YOUR TASKS:
1. Based on the excerpt about Brown's challenge to the Buchanan affidavit, why did the court conclude that Brown inadequately briefed that challenge?
2. From the excerpt on the Buchanan affidavit, list every authority Brown cites in support of his argument.
3. From the excerpt on the Buchanan affidavit, extract the passage from "We address Brown’s" up to and including "v. Dallas Cnty.".

EXCERPT:

◆ ◆ ◆ ◆ ◆

We address Brown’s attack on the Buchanan affidavit first. He argues that the affidavit
does not demonstrate Buchanan’s personal knowledge of the matters she testified to. In support,
he cites one case from a bankruptcy court in New Jersey, one case from a Florida intermediate
appellate court, and a “consent order” allegedly involving the Bank in some unspecified
jurisdiction. Because Brown cites no applicable Texas authority, we conclude that he has
inadequately briefed his challenge to the Buchanan affidavit. See Navarrete v. Williams, 342
S.W.3d 116, 122 (Tex. App.—El Paso 2011, no pet.) (noting that argument must be supported
with “citation to appropriate authorities”) (emphasis added); see also Dablemont v. Dallas Cnty.
Hosp. Dist., No. 05-00-01659-CV, 2001 WL 1289677, at *1 (Tex. App.—Dallas Oct. 25, 2001,
pet. denied) (mem. op., not designated for publication) (“Failure to cite appropriate authorities
and provide substantive analysis presents nothing for review.”) (emphasis added).

◆ ◆ ◆ ◆ ◆

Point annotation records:
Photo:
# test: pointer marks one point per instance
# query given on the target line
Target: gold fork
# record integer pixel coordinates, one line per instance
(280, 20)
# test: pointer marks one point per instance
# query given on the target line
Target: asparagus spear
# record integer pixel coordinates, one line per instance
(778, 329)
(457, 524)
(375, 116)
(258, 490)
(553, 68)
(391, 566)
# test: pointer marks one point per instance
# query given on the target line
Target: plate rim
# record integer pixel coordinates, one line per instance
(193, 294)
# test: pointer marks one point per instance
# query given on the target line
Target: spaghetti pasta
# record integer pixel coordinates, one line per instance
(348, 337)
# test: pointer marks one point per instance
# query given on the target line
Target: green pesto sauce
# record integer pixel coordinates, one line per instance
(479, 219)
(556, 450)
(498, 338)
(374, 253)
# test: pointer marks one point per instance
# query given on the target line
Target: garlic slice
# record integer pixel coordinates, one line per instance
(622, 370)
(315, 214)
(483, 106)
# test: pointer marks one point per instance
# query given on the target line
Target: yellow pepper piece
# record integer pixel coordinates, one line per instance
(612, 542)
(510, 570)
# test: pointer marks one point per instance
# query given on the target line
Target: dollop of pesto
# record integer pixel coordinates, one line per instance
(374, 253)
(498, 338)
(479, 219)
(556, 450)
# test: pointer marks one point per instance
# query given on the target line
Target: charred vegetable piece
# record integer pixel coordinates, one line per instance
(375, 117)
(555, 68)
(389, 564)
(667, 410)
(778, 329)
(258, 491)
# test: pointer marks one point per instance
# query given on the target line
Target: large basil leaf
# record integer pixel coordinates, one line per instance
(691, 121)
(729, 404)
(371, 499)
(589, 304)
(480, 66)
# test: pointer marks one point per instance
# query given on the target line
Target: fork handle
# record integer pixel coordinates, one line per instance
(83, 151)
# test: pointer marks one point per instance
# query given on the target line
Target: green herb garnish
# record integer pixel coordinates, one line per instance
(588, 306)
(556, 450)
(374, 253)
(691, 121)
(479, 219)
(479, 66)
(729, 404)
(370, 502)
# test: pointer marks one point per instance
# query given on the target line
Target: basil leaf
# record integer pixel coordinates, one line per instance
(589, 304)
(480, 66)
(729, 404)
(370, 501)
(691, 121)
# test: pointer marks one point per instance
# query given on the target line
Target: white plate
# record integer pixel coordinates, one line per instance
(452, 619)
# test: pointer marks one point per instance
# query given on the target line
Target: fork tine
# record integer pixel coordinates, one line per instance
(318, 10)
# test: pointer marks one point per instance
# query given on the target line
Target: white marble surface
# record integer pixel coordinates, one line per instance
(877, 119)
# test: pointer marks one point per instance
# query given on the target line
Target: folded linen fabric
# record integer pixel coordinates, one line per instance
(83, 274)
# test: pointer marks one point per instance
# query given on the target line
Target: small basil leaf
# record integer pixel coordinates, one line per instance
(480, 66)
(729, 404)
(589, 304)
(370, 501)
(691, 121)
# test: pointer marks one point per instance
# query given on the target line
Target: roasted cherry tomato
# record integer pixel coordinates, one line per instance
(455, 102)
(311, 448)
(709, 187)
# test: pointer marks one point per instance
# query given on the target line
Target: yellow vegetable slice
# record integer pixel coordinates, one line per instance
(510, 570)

◆ ◆ ◆ ◆ ◆

FINAL RESULTS:
1. The court concluded that Brown inadequately briefed his challenge because he cited no applicable Texas authority. He relied only on a New Jersey bankruptcy case, a Florida intermediate appellate case, and a consent order from an unspecified jurisdiction.

2.
- One case from a bankruptcy court in New Jersey
- One case from a Florida intermediate appellate court
- A "consent order" allegedly involving the Bank in some unspecified jurisdiction

3.
We address Brown’s attack on the Buchanan affidavit first. He argues that the affidavit
does not demonstrate Buchanan’s personal knowledge of the matters she testified to. In support,
he cites one case from a bankruptcy court in New Jersey, one case from a Florida intermediate
appellate court, and a “consent order” allegedly involving the Bank in some unspecified
jurisdiction. Because Brown cites no applicable Texas authority, we conclude that he has
inadequately briefed his challenge to the Buchanan affidavit. See Navarrete v. Williams, 342
S.W.3d 116, 122 (Tex. App.—El Paso 2011, no pet.) (noting that argument must be supported
with “citation to appropriate authorities”) (emphasis added); see also Dablemont v. Dallas Cnty.